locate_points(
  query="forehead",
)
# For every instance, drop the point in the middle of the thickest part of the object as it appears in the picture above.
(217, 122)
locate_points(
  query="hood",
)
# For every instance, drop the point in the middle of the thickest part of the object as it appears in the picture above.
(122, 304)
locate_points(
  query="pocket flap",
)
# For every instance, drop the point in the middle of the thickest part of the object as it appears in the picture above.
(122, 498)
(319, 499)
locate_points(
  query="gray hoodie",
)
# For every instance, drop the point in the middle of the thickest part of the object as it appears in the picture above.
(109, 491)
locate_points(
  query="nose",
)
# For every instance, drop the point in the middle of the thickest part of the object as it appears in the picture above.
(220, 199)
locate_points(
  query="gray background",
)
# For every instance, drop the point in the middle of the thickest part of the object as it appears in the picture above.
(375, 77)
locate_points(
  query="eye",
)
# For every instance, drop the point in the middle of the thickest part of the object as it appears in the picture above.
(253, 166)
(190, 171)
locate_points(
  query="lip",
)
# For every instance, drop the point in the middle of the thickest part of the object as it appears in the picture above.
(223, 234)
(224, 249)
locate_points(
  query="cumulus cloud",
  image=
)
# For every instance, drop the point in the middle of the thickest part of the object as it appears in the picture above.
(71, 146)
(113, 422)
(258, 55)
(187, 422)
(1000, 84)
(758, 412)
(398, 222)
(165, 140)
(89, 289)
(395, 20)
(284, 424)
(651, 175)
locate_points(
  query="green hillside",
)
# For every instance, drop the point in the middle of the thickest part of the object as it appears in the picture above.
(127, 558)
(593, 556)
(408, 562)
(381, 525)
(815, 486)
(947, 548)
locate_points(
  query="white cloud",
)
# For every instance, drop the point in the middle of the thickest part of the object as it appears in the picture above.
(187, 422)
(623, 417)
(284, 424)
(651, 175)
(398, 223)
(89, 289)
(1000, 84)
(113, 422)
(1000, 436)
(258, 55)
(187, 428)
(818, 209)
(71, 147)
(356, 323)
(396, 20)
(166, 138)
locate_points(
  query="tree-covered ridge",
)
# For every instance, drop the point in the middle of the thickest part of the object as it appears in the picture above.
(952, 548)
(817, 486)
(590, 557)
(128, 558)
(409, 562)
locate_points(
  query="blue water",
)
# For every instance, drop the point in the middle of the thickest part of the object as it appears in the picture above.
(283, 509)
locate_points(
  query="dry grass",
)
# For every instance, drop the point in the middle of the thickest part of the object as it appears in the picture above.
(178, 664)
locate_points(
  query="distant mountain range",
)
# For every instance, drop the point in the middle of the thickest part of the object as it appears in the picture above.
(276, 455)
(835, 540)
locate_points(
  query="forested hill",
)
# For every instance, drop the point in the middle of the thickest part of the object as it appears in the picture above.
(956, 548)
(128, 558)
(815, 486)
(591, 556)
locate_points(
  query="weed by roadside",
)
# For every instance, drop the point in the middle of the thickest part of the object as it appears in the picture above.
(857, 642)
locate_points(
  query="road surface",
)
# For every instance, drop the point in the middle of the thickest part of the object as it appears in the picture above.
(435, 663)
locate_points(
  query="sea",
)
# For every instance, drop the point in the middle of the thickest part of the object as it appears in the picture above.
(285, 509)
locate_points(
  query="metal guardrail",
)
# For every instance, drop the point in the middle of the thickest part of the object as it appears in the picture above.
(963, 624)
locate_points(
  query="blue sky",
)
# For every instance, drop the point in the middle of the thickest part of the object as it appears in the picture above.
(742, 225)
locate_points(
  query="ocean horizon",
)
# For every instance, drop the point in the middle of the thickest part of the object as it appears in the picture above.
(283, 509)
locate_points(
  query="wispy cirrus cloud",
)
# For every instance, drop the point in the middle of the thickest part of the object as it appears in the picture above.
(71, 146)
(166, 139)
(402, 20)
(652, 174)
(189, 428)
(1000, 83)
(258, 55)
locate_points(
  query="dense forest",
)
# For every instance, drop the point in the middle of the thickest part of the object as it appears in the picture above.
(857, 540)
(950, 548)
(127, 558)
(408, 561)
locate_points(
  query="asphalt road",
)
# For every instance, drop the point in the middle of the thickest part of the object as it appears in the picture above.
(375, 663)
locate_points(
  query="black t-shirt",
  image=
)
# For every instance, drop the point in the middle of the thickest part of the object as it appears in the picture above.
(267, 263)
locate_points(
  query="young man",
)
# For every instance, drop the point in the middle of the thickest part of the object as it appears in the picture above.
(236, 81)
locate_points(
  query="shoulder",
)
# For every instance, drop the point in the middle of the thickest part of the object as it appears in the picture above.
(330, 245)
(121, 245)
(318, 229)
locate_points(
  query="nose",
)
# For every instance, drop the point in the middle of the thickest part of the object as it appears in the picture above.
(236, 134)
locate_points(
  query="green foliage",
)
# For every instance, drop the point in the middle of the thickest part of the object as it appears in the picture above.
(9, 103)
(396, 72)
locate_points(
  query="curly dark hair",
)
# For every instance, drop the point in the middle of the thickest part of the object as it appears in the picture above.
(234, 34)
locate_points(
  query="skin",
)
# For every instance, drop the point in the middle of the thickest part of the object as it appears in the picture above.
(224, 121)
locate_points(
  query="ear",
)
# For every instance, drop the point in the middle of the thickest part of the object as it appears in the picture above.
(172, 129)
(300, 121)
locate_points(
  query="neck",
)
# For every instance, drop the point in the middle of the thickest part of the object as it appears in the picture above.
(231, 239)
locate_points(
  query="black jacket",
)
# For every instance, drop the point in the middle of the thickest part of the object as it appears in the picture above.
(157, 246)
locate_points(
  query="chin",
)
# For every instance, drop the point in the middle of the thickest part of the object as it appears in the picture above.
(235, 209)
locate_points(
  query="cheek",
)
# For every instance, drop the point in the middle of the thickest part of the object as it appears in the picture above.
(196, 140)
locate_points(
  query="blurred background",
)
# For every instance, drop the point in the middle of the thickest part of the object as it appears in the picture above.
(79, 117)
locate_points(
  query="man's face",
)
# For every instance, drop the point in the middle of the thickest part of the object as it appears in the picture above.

_ _ _ _

Give all the entries again exactly; leave none out.

■ FULL OUTPUT:
locate_points(
  query="forehead",
)
# For every instance, drop the point in the middle of the thickest part of the object as it appears in the picture above.
(217, 122)
locate_points(
  query="hood",
)
# For every instance, drop the point in the middle of the thickest part of the object as it appears in the picture above.
(122, 304)
locate_points(
  query="pocket flap",
)
# For every instance, drop the point in the middle of the thickest part of the object as it appears in the picture above.
(122, 498)
(319, 499)
locate_points(
  query="gray hoodie",
)
# For every instance, drop the point in the middle of the thickest part of the object as it appears in the picture above.
(109, 491)
locate_points(
  query="nose",
)
# For every instance, drop the point in the middle of the thickest part of the object as it appears in the picture above.
(220, 199)
locate_points(
  query="gray background",
)
# For every instance, drop the point in the middle of the thickest part of the object as it appears in the picture above.
(375, 77)
locate_points(
  query="eye",
)
# For every instance, drop the point in the middle of the thickest part of the object as it appears in the picture above.
(253, 166)
(190, 171)
locate_points(
  query="lip",
)
# For every instance, drop the point in the middle of the thickest part of the object as it appears in the picture above.
(223, 234)
(224, 249)
locate_points(
  query="cumulus cloud",
  image=
)
# For every instance, drop the point in the middle of the thickest part of the object as it appears in the picture above.
(71, 146)
(113, 422)
(258, 55)
(187, 422)
(1000, 84)
(758, 412)
(398, 222)
(165, 140)
(89, 289)
(395, 20)
(284, 424)
(651, 175)
locate_points(
  query="green hillside",
)
# For every instance, drop the point in the middle of the thickest part of the object as it appears in the picture above.
(127, 558)
(593, 556)
(408, 562)
(381, 525)
(815, 486)
(947, 548)
locate_points(
  query="white cloud",
)
# For every instance, drop the point in the middle of the thickest part of the object as it appears in the picture above.
(187, 422)
(623, 417)
(284, 424)
(651, 175)
(398, 223)
(89, 289)
(1000, 84)
(113, 422)
(1000, 436)
(258, 55)
(187, 428)
(818, 209)
(71, 147)
(356, 323)
(396, 20)
(166, 138)
locate_points(
  query="tree-covered ridge",
)
# For every instance, drop the point in the middle of the thickest part of the object as it appears in the picture above.
(952, 548)
(817, 486)
(590, 557)
(128, 558)
(409, 562)
locate_points(
  query="blue water",
)
# For every instance, drop the point in the middle of the thickest part of the object as it appears in the picture above.
(283, 509)
locate_points(
  query="dry grass",
)
# For every instance, drop the point in the middle of the thickest part of the object as it appears in the picture above.
(178, 664)
locate_points(
  query="distant mountain range",
)
# For every instance, drop the point in the middle of the thickest part of the object as it appears in the picture above.
(276, 455)
(835, 540)
locate_points(
  query="forested hill",
)
# For every instance, drop the point in the middle of the thickest part of the object as it appears in the picture above.
(956, 548)
(128, 558)
(815, 486)
(591, 556)
locate_points(
  query="weed by roadside",
)
# For every instance, drop the point in the middle of the thickest part of the object as it appears in the picture above.
(857, 642)
locate_points(
  query="road surface",
)
# For every instance, drop the point in the middle of the thickest part of the object as it appears in the picture above.
(435, 663)
locate_points(
  query="sea",
)
# For every instance, drop the point in the middle of the thickest part of the object as it appears in the picture above.
(285, 509)
locate_points(
  query="metal guardrail",
)
# For every instance, drop the point in the middle of the thickest part of the object as it appears in the picture above.
(963, 624)
locate_points(
  query="blue sky",
)
# For every instance, drop the point in the middle of the thickest part of the object as it appears in the picture above.
(742, 225)
locate_points(
  query="ocean horizon",
)
# For every instance, drop the point in the middle of the thickest part of the object as it appears in the picture above.
(283, 509)
locate_points(
  query="wispy cirrus cloud",
)
# For every instance, drop the point in the middle of the thickest part of the object as it appears in the picture above.
(71, 146)
(166, 139)
(402, 20)
(652, 174)
(189, 428)
(1000, 83)
(258, 55)
locate_points(
  query="dense forest",
)
# For every instance, drop the point in the middle of the thickest part of the object as it appears in the picture above.
(857, 540)
(950, 548)
(127, 558)
(408, 561)
locate_points(
  query="asphalt road",
)
# For every instance, drop the point in the middle of the thickest part of the object as it appears in the picture above.
(375, 663)
locate_points(
  query="black t-shirt",
  image=
)
# For every instance, drop the point in the middle of the thickest part of the object as it appears in the picture above.
(267, 263)
locate_points(
  query="young man",
)
# For every instance, drop the point in the middle of the thickest part of the object as it appears in the picture above.
(236, 81)
locate_points(
  query="shoulder",
)
# For every instance, drop the point in the middle of the thickest part of the object as it appears in the picture above.
(330, 245)
(121, 245)
(318, 229)
locate_points(
  query="nose",
)
# For every instance, drop the point in the middle of the thickest part of the object as it appears in the picture above.
(236, 134)
locate_points(
  query="green foliage",
)
# For every instance, drop the point in the middle of the thickest part of the object as it appears in the picture above.
(9, 103)
(396, 72)
locate_points(
  query="curly dark hair",
)
# For every instance, drop the point in the middle of the thickest part of the object as it appears in the picture above.
(234, 34)
locate_points(
  query="skin",
)
# For every instance, drop the point in the middle of the thickest part of the object as it appears in the picture above.
(224, 121)
locate_points(
  query="ear",
)
# For every instance, drop the point in the middle of the thickest part of the object as it appears in the picture above.
(172, 129)
(300, 121)
locate_points(
  query="neck",
)
# For every instance, drop the point in the middle of the thickest part of the object as it appears in the picture above.
(231, 239)
locate_points(
  query="black jacket",
)
# For every instance, drop the point in the middle of the thickest part of the object as it appears in the picture above.
(157, 246)
locate_points(
  query="chin",
)
# For every instance, drop the point in the middle of the thickest part of the object as it appears in the picture above.
(235, 209)
locate_points(
  query="cheek",
)
# For every instance, drop the point in the middle of the thickest part of the object as it appears in the picture above.
(196, 140)
locate_points(
  query="blurred background",
)
# For every instance, drop the point in the middle of the thickest part of the object as it appears in the picture above.
(79, 117)
locate_points(
  query="man's face",
)
# For every instance, drop the point in the middle of the thickest part of the object as it appears in the picture above.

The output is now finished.